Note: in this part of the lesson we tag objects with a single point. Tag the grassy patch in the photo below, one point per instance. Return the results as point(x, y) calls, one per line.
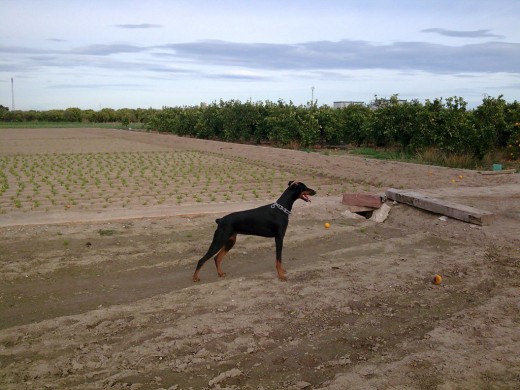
point(106, 232)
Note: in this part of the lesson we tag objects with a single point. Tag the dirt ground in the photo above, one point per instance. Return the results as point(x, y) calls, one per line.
point(103, 299)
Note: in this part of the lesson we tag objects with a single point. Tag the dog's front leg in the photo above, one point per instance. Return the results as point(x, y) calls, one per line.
point(279, 268)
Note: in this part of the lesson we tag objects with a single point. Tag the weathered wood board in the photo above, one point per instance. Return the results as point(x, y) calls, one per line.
point(502, 172)
point(362, 200)
point(444, 207)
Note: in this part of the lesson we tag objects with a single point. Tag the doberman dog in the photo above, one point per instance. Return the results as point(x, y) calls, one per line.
point(265, 221)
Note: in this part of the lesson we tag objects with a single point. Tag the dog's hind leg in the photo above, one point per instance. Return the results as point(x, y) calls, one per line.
point(220, 256)
point(279, 268)
point(219, 240)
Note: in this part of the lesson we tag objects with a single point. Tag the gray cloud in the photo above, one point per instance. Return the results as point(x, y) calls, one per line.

:::::

→ **Exercise brief**: Copy the lines from the one containing "the dog's hind" through the end of the items, both included, and keep the requests. In the answers, multiply every point coordinate by 1.05 and round to whole numbers, with halves rounding up.

→ **Task answer**:
Note: in this part of the lesson we tag objects with a single point. Tag the dog's hind leg in the photo above, one point per instance. Return the results as point(x, y) calls, one per line.
point(231, 269)
point(293, 281)
point(230, 252)
Note: in this part of the lesson we tag objects with a single point. Tag the gray cloud in the photo above, one point per instance. Return the results as point(x, y) calls, one per line.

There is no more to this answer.